(GESTELLTE AUFGABE A) Schreiben Sie aus dem Text über die energieeffiziente Wasserversorgung den Abschnitt zwischen „Für diese Aufgabe“ und „des gesamtdeutschen Primärenergiebdarfs.“ einschließlich wortgetreu ab.
● ● ● ● ●
Forschungsprojekt ENERWAG
Wasserversorgung vom Grunde auf energieeffizient
Wasser zu gewinnen und bereitzustellen, ist sehr energieintensiv. Im Forschungsprojekt ENERWAG hat ein Team in der Praxis erprobt, wie sich Energieverluste in den Pumpprozessen reduzieren lassen. Mit den daraus entstandenen Handlungsempfehlungen können Versorgungsunternehmen Effizienzmaßnahmen einfacher umsetzen.
Den Wasserhahn aufdrehen und ein Glas Wasser zapfen, ist für viele Menschen in Deutschland selbstverständlich. Doch welche Arbeitsschritte und welcher Energieverbrauch dahinterstecken, ist den meisten eher nicht bewusst. Versorgungsunternehmen gewinnen Rohwasser größtenteils aus dem Grundwasser, fördern es zur Aufbereitung ins Wasserwerk, lagern das aufbereitete (Trink-)Wasser in Zwischenspeichern und verteilen es schließlich bedarfsgerecht über das Trinkwassernetz.
Für diese Aufgabe benötigt die deutsche Wasserversorgung pro Kubikmeter Wasser durchschnittlich rund 0,5 Kilowattstunden Energie. Sind die Höhenunterschiede bei der Gewinnung und Verteilung größer, kann der Verbrauch sogar auf über eine Kilowattstunde pro Kubikmeter steigen. In 2020 ergab sich für die Wasserversorgung ein Gesamtenergiebedarf von 8,35 Terawattstunden. Über alle Produktionsbereiche hinweg ergibt das 0,19 Prozent des gesamtdeutschen Primärenergiebdarfs.
● ● ● ● ●
(GESTELLTE AUFGABE B) Geben Sie die Zeilen der Auflistung unten von der Zeile mit „subject: hansemerkur sign“ bis einschließlich zum Ende der Auflistung als nummerierte Liste aus und lassen Sie dabei Leerzeilen weg.
● ● ● ● ●
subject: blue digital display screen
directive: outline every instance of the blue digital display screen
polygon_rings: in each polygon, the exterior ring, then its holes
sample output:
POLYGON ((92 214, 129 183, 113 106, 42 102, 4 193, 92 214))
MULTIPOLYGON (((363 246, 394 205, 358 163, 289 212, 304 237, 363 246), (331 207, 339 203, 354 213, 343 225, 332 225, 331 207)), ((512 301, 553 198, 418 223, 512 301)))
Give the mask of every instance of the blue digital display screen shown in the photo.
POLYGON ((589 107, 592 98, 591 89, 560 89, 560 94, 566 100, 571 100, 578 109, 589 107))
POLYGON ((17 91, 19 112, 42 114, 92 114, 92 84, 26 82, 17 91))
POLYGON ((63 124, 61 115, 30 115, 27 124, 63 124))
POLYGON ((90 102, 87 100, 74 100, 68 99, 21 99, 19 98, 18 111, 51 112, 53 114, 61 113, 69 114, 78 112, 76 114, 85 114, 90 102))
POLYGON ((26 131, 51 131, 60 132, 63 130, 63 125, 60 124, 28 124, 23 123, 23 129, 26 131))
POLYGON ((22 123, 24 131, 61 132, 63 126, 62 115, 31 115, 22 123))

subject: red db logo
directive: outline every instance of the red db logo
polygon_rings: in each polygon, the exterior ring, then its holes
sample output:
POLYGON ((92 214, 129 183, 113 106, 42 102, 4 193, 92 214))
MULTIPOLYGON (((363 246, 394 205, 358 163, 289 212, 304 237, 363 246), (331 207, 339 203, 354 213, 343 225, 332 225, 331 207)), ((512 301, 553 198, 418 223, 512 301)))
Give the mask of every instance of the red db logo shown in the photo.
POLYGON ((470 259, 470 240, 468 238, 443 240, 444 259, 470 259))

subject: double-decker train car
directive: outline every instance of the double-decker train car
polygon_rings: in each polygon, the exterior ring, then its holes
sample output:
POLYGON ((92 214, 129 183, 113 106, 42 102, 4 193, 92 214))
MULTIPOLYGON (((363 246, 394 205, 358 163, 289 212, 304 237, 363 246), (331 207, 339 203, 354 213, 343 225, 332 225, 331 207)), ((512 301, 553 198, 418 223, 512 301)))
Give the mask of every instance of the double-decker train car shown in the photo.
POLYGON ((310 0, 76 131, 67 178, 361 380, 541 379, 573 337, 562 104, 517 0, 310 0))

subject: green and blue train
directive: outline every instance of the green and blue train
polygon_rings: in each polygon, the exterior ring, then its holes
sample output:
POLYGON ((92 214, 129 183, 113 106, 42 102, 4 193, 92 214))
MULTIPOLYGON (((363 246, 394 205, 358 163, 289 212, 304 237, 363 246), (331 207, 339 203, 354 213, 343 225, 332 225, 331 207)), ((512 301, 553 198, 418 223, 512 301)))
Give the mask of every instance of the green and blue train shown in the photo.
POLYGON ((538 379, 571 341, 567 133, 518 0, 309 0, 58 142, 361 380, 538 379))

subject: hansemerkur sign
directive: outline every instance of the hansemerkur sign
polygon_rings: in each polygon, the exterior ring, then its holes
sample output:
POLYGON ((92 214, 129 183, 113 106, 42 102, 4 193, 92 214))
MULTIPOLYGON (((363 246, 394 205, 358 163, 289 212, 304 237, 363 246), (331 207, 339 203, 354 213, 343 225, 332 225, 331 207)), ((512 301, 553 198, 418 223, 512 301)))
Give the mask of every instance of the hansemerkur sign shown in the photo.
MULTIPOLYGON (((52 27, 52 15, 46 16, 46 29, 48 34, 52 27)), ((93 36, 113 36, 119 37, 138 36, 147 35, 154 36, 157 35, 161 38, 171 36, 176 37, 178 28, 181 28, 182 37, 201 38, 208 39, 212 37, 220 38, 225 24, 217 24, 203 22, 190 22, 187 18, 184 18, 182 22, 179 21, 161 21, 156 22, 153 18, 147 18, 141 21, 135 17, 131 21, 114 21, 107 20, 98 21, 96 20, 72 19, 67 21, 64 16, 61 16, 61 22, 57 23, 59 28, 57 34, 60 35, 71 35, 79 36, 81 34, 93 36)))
● ● ● ● ●
(ERWARTETE ANTWORT A)
Für diese Aufgabe benötigt die deutsche Wasserversorgung pro Kubikmeter Wasser durchschnittlich rund 0,5 Kilowattstunden Energie. Sind die Höhenunterschiede bei der Gewinnung und Verteilung größer, kann der Verbrauch sogar auf über eine Kilowattstunde pro Kubikmeter steigen. In 2020 ergab sich für die Wasserversorgung ein Gesamtenergiebedarf von 8,35 Terawattstunden. Über alle Produktionsbereiche hinweg ergibt das 0,19 Prozent des gesamtdeutschen Primärenergiebdarfs.

(ERWARTETE ANTWORT B)
1. subject: hansemerkur sign
2. directive: outline every instance of the hansemerkur sign
3. polygon_rings: in each polygon, the exterior ring, then its holes
4. sample output:
5. POLYGON ((92 214, 129 183, 113 106, 42 102, 4 193, 92 214))
6. MULTIPOLYGON (((363 246, 394 205, 358 163, 289 212, 304 237, 363 246), (331 207, 339 203, 354 213, 343 225, 332 225, 331 207)), ((512 301, 553 198, 418 223, 512 301)))
7. Give the mask of every instance of the hansemerkur sign shown in the photo.
8. MULTIPOLYGON (((52 27, 52 15, 46 16, 46 29, 48 34, 52 27)), ((93 36, 113 36, 119 37, 138 36, 147 35, 154 36, 157 35, 161 38, 171 36, 176 37, 178 28, 181 28, 182 37, 201 38, 208 39, 212 37, 220 38, 225 24, 217 24, 203 22, 190 22, 187 18, 184 18, 182 22, 179 21, 161 21, 156 22, 153 18, 147 18, 141 21, 135 17, 131 21, 114 21, 107 20, 98 21, 96 20, 72 19, 67 21, 64 16, 61 16, 61 22, 57 23, 59 28, 57 34, 60 35, 71 35, 79 36, 81 34, 93 36)))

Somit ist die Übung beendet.